◆ Source document
(begin)

The invention claimed is:
1. A computer-implemented method of adjusting notes of a first musical piece based on chord data of a second musical piece, the method being performed by one or more processors configured to execute instructions stored in a memory to perform:
accessing data of a first musical piece, wherein the data of the first musical piece comprises:
a plurality of notes; and
data indicative of a function of each of the plurality of notes of the first musical piece;
accessing data of a second musical piece, wherein the data of the second musical piece comprises:
chord data associated with the second musical piece; and
data indicative of a function of each of a plurality of notes of the second musical piece;
comparing one or more of the plurality of notes of the first musical piece to the chord data, comprising comparing, for each note of the plurality of notes of the first musical piece, the function of the note to the function of a corresponding note of the plurality of notes of the second musical piece;
changing, based on the comparison, an aspect of the one or more of the plurality of notes of the first musical piece, comprising changing the function of a note of the first musical piece if the function of the note of the first musical piece is different from the function of the corresponding note of the second musical piece; and
combining the first musical piece and the second musical piece, taking into account the chord data, to dynamically adjust a music loop.
2. The method of claim 1, wherein accessing chord data comprises accessing:
a chord progression of the second musical piece, comprising a set of chords determined based on a set of harmonic changes of the second musical piece; and
a chord scale for each chord in the chord progression, wherein the chord scale comprises a set of consonant notes and a set of dissonant notes.
3. The method of claim 1, wherein changing an aspect of the one or more of the plurality of notes of the first musical piece comprises moving a note of the plurality of notes of the first musical piece to a new note based on the comparison.

(end)

◆ Rows

(begin)

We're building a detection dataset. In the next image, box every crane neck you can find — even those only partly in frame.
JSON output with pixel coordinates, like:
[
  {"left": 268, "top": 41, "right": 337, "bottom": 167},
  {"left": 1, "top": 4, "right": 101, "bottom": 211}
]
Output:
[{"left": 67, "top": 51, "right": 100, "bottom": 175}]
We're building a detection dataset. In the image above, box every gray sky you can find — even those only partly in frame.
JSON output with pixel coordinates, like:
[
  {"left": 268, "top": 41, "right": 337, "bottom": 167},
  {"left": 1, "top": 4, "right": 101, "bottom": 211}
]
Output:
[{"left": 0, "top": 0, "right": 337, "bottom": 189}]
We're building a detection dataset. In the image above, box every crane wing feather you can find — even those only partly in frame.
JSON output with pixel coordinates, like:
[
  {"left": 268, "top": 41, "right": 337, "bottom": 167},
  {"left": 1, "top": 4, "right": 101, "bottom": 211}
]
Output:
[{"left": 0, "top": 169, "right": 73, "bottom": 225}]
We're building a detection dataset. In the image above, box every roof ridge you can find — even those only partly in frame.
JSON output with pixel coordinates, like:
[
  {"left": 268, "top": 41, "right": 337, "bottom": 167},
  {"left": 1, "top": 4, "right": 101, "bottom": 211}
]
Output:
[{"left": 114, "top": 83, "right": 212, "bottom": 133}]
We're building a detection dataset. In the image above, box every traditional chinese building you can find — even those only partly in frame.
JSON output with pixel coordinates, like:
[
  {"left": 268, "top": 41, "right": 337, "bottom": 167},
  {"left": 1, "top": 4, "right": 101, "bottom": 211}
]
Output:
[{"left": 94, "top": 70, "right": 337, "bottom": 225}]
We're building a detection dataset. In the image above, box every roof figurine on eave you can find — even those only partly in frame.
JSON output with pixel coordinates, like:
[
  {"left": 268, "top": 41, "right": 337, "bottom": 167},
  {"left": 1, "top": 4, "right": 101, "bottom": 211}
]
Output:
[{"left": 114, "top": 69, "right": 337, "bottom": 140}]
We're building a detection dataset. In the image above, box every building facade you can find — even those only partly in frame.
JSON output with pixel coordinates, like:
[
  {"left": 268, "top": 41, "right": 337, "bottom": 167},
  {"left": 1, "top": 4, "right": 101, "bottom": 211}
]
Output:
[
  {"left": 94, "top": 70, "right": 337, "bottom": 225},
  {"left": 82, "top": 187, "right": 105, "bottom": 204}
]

(end)

◆ Do this
Reproduce the passage of the patent claims text from "3. The method" up to and including "on the comparison.". Rely solely on the patent claims text when carrying out these tasks.

◆ Result
3. The method of claim 1, wherein changing an aspect of the one or more of the plurality of notes of the first musical piece comprises moving a note of the plurality of notes of the first musical piece to a new note based on the comparison.